• Problem description
Reproduce exactly, from the line containing "Study the image above and locate white handbag, returning", every line down to the end of the data below.

Collected data
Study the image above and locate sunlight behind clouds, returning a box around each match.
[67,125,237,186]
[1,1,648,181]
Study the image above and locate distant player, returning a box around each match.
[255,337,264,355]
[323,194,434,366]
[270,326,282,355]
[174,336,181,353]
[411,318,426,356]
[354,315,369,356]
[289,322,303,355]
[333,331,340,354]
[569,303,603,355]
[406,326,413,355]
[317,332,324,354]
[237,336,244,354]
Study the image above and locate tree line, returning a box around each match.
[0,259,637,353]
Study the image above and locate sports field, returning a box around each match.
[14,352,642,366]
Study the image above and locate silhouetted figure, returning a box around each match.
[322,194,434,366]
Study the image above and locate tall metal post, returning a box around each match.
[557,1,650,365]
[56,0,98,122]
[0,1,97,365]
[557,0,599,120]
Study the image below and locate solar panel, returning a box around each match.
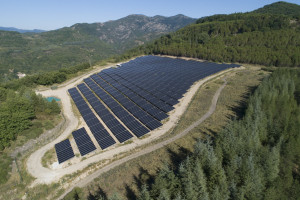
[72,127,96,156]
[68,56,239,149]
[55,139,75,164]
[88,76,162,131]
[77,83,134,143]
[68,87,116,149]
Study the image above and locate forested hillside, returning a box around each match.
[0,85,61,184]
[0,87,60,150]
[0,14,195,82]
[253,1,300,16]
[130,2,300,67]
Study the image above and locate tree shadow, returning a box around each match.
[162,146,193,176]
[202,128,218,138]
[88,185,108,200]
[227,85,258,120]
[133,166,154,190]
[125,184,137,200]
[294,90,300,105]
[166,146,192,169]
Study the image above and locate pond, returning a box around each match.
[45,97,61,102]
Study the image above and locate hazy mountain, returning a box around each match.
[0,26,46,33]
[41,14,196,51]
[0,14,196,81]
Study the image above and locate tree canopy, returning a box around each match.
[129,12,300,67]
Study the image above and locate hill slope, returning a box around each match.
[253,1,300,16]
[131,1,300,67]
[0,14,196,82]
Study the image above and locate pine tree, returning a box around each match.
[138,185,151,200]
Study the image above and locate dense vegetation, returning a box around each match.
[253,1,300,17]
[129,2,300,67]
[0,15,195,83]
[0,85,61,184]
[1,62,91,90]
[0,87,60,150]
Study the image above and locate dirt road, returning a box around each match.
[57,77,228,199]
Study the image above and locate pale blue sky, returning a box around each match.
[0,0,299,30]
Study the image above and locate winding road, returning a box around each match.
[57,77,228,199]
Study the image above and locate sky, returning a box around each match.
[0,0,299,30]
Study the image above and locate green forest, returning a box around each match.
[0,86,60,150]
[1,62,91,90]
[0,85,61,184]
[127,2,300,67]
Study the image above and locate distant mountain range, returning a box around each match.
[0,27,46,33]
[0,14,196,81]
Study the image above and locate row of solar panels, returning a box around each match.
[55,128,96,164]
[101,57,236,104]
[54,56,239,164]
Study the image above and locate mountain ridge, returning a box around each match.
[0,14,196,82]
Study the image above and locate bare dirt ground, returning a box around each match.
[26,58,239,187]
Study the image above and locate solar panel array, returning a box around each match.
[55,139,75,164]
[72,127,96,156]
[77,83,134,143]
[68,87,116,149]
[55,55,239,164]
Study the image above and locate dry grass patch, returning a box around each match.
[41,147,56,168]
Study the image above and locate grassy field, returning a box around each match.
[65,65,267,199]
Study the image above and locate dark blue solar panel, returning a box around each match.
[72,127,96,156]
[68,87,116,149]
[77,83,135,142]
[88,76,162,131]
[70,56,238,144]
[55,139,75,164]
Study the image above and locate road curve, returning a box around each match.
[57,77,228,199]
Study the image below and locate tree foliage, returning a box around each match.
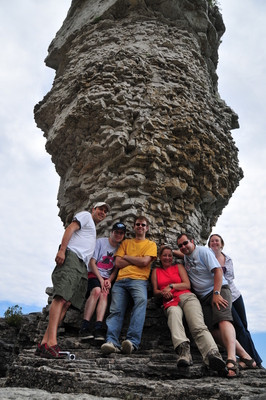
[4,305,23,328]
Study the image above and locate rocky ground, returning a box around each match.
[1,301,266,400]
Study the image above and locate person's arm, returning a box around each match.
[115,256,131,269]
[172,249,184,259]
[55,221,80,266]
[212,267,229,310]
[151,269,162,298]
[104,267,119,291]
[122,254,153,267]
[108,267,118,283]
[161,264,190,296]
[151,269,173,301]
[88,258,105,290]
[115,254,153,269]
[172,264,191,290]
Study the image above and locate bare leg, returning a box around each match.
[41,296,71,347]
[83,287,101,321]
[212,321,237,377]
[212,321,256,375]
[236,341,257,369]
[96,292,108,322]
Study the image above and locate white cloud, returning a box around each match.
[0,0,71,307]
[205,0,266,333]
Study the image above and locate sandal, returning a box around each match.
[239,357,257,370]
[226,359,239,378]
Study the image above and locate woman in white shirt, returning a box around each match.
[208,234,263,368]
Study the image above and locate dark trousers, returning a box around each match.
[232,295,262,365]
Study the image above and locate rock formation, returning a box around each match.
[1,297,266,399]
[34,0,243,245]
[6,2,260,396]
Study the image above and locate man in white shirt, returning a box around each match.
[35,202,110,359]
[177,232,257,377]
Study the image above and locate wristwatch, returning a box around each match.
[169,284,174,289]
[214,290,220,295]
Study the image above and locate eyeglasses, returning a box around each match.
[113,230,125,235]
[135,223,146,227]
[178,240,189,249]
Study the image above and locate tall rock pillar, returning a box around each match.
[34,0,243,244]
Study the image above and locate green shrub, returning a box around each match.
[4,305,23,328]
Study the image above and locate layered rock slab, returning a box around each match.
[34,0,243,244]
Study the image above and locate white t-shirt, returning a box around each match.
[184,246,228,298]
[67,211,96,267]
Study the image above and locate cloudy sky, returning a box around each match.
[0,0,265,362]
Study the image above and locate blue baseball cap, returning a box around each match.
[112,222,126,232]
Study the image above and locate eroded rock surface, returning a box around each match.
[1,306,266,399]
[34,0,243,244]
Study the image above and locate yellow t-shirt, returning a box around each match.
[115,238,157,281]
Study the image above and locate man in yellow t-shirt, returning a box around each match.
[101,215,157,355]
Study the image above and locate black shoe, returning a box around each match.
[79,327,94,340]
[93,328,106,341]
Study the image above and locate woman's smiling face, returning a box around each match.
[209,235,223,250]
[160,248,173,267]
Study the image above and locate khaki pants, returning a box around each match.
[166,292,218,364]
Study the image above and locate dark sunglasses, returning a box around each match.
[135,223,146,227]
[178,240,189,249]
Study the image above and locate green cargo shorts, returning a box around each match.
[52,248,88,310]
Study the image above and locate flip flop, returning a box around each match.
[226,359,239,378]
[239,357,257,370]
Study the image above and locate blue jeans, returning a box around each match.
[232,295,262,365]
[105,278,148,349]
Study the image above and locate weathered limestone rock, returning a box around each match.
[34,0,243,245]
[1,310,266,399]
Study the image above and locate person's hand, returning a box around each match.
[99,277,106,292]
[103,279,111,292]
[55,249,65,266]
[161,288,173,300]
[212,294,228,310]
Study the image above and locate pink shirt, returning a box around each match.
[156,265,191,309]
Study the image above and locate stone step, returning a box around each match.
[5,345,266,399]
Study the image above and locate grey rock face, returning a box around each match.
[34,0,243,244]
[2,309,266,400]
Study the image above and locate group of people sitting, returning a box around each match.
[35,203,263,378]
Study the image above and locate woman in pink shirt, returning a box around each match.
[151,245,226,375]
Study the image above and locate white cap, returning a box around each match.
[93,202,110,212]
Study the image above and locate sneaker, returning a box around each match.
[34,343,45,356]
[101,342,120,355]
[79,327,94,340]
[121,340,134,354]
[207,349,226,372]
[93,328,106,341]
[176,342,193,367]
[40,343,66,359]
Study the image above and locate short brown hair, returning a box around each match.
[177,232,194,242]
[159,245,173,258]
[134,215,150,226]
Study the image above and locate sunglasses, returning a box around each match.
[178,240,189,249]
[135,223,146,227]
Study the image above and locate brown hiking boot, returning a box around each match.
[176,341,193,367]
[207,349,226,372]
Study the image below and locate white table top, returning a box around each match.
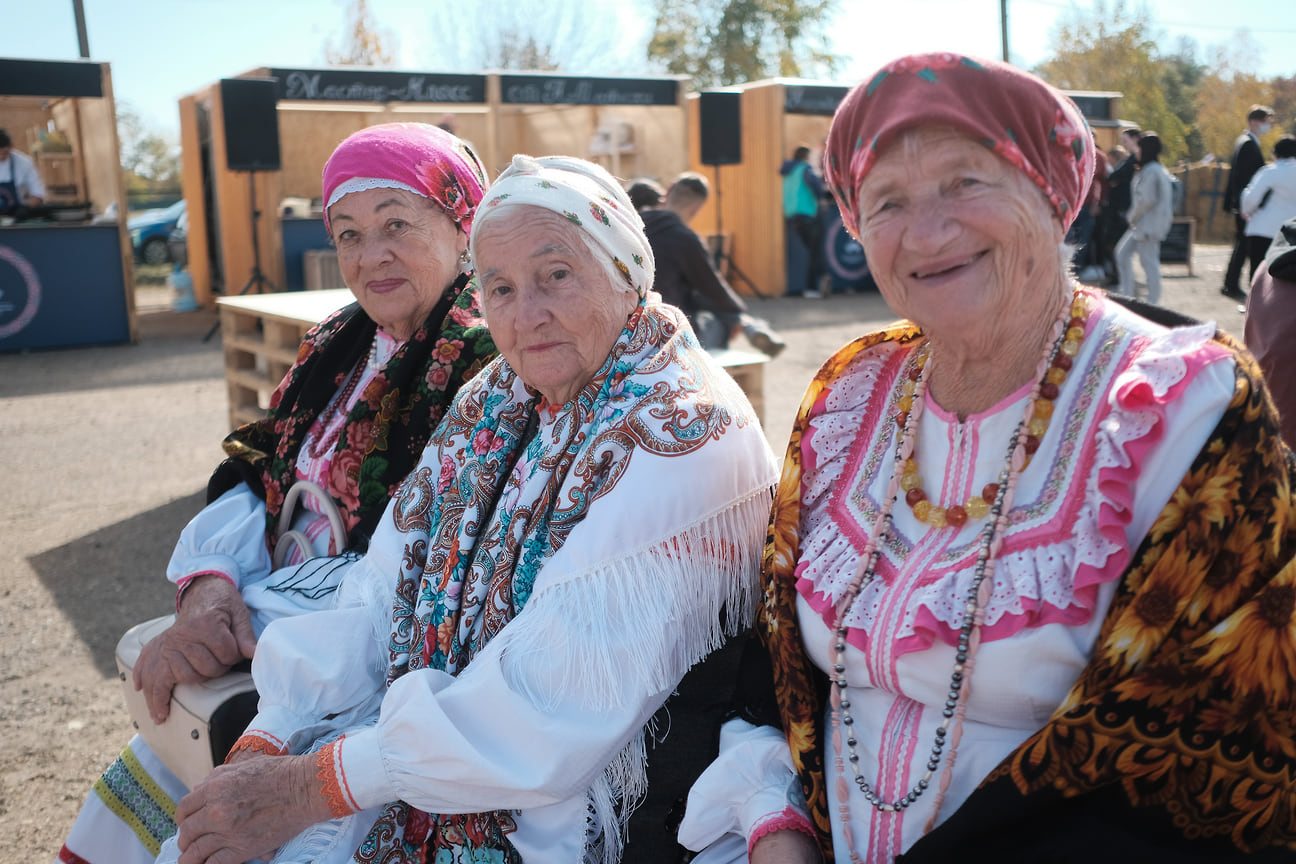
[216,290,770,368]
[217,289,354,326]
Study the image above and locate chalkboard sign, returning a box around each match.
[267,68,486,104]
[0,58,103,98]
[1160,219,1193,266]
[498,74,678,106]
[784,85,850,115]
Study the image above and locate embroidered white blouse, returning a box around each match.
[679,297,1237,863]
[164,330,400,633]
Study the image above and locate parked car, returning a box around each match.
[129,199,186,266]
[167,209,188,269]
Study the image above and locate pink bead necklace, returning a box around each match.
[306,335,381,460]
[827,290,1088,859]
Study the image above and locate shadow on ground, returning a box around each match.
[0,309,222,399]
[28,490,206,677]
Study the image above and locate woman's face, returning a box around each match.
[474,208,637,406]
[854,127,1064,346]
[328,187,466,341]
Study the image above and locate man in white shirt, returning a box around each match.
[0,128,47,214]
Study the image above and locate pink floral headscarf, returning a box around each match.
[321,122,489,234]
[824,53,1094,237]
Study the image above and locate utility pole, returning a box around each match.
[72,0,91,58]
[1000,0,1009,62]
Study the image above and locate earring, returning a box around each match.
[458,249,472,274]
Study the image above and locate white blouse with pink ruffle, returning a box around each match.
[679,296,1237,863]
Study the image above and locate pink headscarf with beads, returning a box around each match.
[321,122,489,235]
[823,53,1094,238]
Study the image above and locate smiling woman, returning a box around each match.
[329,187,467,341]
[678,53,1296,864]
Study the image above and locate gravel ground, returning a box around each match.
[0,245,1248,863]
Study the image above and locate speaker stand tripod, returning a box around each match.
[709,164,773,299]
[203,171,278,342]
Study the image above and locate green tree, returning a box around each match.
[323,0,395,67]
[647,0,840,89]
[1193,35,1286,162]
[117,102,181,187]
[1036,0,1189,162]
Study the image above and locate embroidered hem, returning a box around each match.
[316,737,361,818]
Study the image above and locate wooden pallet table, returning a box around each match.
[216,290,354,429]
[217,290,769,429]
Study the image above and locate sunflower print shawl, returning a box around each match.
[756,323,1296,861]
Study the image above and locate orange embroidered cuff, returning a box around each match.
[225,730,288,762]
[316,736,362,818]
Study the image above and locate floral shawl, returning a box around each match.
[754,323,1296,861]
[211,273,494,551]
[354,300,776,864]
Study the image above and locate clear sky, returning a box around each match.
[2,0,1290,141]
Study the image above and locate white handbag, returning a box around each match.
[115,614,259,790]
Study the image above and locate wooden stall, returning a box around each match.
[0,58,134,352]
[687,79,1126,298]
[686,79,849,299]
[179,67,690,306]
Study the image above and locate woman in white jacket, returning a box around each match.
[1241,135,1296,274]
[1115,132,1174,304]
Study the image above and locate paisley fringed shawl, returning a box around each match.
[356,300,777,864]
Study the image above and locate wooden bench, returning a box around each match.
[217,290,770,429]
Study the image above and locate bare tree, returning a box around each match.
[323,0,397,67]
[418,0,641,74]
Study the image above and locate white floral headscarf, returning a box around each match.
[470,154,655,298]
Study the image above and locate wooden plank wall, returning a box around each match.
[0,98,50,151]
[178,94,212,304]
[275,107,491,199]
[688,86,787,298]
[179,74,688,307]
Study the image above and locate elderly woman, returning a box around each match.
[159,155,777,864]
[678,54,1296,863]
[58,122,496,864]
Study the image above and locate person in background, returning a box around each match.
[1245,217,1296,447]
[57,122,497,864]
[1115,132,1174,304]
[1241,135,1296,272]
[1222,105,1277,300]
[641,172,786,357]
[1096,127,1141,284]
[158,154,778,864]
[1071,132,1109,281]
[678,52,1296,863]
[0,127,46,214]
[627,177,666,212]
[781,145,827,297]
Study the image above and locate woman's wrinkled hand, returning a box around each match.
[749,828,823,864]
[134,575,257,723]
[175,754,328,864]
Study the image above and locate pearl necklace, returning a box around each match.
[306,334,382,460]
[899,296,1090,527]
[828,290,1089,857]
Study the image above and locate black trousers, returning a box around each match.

• Result for this task
Study the image above and locate white handbag, returning a box around each match.
[115,614,259,790]
Study the image above and locate wooden stall, returning a box around each match.
[0,58,134,352]
[687,79,1126,298]
[686,79,849,299]
[179,67,690,306]
Study the image above and locate woman in white jacket, returning a box around each match.
[1241,135,1296,274]
[1115,132,1174,304]
Study the image above and locate paisley fringed shawl, returning a box around each match.
[356,300,777,864]
Study the image above and locate wooden bench, returning a box around each match.
[217,290,770,429]
Study the image above and locate bare tree, returning a box around each match.
[323,0,397,67]
[418,0,641,74]
Study the image above and locate white floral headscarf, returning a box around each match.
[470,154,655,298]
Study the image above and locate wooden plank wall, returning a box around each match.
[0,98,50,151]
[178,94,212,304]
[275,107,491,199]
[688,86,787,298]
[179,74,688,307]
Study the image above and locate elderly woman, returning a box around each match.
[159,155,777,864]
[678,54,1296,863]
[58,122,496,864]
Study the image above and locate person in background, returning a box around each match.
[1245,217,1296,447]
[57,122,497,864]
[1115,132,1174,304]
[1241,135,1296,272]
[1222,105,1277,300]
[641,172,786,357]
[1096,127,1141,284]
[158,154,778,864]
[1071,132,1109,281]
[678,52,1296,863]
[0,127,46,214]
[627,177,666,212]
[781,145,827,297]
Study the image above and locate woman's wrinkled hand, returning a box around each match.
[749,828,823,864]
[134,575,257,723]
[175,754,328,864]
Study the image above and locate pearl necklace, returning a box around each match.
[306,334,382,460]
[899,296,1090,527]
[828,290,1089,857]
Study the image above and locate black trousers, returning a box around each match.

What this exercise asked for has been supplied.